* Supplied information
------------------------------------------------

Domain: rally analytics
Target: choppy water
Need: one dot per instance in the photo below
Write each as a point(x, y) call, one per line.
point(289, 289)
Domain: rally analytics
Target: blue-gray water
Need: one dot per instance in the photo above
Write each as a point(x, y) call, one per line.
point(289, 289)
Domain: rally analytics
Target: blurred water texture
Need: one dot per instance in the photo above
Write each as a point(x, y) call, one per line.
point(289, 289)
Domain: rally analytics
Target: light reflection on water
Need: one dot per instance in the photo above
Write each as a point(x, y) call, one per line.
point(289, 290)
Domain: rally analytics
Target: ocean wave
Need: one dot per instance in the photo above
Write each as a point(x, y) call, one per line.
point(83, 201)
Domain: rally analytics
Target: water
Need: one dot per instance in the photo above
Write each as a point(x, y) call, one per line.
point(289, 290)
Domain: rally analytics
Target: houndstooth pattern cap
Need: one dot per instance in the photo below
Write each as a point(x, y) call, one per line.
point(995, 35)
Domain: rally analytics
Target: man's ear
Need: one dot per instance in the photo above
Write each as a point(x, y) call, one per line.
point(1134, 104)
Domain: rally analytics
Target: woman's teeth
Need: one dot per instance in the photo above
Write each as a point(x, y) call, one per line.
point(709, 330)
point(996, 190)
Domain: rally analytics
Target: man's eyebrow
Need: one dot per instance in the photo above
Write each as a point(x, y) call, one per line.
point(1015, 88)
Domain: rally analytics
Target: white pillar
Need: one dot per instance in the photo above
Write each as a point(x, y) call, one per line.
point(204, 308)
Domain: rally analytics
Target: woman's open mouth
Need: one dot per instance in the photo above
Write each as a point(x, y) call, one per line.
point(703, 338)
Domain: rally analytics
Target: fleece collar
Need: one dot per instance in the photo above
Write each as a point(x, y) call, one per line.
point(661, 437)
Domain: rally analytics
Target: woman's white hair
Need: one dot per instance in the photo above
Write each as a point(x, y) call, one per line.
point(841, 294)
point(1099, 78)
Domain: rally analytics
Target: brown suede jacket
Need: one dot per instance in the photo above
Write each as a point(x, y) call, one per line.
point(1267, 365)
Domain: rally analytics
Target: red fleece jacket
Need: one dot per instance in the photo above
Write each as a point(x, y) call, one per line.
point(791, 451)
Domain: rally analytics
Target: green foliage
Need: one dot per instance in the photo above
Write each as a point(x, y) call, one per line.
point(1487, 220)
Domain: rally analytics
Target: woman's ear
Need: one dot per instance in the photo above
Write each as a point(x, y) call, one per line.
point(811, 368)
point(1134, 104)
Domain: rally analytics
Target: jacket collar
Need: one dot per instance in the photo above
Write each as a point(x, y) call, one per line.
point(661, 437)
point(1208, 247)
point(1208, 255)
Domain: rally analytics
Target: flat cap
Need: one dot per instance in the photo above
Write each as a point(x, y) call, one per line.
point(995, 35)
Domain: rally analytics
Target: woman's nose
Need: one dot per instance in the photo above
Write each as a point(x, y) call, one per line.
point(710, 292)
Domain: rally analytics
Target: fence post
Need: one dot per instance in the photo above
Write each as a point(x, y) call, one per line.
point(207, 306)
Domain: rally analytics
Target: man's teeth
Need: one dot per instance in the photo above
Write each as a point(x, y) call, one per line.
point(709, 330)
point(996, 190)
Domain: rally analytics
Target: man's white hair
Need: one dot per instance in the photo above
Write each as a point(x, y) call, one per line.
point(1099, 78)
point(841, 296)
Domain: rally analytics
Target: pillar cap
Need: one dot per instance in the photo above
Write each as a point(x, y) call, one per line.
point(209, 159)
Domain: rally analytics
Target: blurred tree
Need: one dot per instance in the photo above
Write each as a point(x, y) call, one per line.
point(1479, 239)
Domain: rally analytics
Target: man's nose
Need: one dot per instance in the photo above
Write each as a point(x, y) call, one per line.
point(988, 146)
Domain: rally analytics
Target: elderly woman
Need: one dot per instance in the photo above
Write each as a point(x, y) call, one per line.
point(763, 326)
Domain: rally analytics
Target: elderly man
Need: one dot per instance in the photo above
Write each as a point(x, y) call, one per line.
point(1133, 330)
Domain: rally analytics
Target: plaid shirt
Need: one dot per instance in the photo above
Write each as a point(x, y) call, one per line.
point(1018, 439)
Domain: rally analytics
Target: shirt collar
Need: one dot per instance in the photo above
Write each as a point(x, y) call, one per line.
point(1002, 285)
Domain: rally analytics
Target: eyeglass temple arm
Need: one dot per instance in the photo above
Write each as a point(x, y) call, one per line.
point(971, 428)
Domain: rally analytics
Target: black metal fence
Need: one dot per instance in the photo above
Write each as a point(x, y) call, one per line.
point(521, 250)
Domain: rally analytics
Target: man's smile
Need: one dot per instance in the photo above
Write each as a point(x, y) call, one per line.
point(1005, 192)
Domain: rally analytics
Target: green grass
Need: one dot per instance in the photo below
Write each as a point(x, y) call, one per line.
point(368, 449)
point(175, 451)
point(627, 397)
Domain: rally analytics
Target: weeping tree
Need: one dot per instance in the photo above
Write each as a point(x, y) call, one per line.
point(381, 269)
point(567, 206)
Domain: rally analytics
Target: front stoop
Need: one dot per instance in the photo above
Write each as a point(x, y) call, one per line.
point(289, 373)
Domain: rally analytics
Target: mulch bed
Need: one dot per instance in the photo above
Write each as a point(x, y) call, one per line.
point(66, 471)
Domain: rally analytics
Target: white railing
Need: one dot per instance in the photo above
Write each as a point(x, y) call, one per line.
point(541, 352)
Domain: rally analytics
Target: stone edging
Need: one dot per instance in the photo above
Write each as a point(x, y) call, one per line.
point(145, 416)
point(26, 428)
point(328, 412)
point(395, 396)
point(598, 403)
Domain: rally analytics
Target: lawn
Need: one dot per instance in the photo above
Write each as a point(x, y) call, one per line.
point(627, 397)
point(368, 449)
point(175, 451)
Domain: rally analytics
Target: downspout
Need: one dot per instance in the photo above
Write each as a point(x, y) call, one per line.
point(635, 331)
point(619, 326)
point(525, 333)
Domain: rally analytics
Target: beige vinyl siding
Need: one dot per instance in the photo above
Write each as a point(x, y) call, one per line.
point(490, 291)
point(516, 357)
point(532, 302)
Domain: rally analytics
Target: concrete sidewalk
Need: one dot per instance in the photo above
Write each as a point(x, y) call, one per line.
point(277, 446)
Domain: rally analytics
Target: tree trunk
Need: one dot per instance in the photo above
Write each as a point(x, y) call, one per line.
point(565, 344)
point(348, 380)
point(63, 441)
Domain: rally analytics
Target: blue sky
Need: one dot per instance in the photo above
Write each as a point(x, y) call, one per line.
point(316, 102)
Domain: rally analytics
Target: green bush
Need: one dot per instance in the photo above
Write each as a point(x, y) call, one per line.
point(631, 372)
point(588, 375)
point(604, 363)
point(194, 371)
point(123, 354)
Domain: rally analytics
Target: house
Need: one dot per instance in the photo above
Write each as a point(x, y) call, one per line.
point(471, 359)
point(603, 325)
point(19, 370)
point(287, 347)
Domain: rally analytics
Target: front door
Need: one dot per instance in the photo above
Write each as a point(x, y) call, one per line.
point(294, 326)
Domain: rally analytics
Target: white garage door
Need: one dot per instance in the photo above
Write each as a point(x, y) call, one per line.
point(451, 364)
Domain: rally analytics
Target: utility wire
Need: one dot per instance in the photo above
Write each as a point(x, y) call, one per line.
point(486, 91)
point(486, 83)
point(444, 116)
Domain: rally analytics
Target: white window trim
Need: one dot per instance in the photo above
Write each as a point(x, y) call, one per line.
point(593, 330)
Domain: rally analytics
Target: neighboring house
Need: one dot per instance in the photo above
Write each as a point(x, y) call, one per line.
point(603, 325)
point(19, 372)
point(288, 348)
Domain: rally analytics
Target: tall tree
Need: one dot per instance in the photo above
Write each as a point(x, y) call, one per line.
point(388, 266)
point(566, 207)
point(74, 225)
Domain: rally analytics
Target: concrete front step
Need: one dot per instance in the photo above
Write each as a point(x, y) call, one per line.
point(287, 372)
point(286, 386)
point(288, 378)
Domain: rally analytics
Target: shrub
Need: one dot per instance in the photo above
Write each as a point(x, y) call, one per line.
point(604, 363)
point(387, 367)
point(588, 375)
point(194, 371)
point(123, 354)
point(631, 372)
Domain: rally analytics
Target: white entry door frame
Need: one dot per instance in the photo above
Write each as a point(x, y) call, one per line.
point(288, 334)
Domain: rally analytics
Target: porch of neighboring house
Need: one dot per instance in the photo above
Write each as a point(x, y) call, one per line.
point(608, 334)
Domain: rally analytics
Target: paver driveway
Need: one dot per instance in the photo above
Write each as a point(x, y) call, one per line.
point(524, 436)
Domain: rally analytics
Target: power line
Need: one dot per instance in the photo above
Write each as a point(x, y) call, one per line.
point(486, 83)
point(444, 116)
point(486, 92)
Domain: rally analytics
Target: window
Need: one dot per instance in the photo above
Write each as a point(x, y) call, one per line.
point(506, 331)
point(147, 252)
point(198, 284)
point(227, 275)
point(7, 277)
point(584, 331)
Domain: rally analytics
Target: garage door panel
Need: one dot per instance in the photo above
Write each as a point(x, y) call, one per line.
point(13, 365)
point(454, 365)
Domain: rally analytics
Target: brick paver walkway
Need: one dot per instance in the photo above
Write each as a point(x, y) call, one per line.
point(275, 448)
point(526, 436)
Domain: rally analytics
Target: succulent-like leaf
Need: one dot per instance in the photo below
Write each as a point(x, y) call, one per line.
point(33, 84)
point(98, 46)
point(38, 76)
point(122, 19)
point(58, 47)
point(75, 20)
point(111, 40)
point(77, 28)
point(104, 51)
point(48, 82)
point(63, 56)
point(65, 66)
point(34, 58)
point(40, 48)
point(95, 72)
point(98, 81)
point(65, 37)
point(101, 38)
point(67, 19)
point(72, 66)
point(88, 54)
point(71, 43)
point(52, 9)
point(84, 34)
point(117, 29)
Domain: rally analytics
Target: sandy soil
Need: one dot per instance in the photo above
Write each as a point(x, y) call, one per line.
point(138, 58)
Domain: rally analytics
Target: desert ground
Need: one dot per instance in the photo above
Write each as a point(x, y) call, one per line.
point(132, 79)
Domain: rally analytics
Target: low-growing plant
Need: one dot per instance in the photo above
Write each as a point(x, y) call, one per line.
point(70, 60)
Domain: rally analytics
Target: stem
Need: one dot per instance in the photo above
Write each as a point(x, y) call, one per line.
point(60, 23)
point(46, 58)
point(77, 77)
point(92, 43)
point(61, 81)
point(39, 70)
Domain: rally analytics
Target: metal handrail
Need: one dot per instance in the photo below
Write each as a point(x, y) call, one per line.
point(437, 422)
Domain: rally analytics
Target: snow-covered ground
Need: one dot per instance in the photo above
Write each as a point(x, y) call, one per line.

------------------------------------------------

* Work instructions
Which of the lines above include the word "ground"? List those lines.

* Answer for the task
Target: desert ground
Target: snow-covered ground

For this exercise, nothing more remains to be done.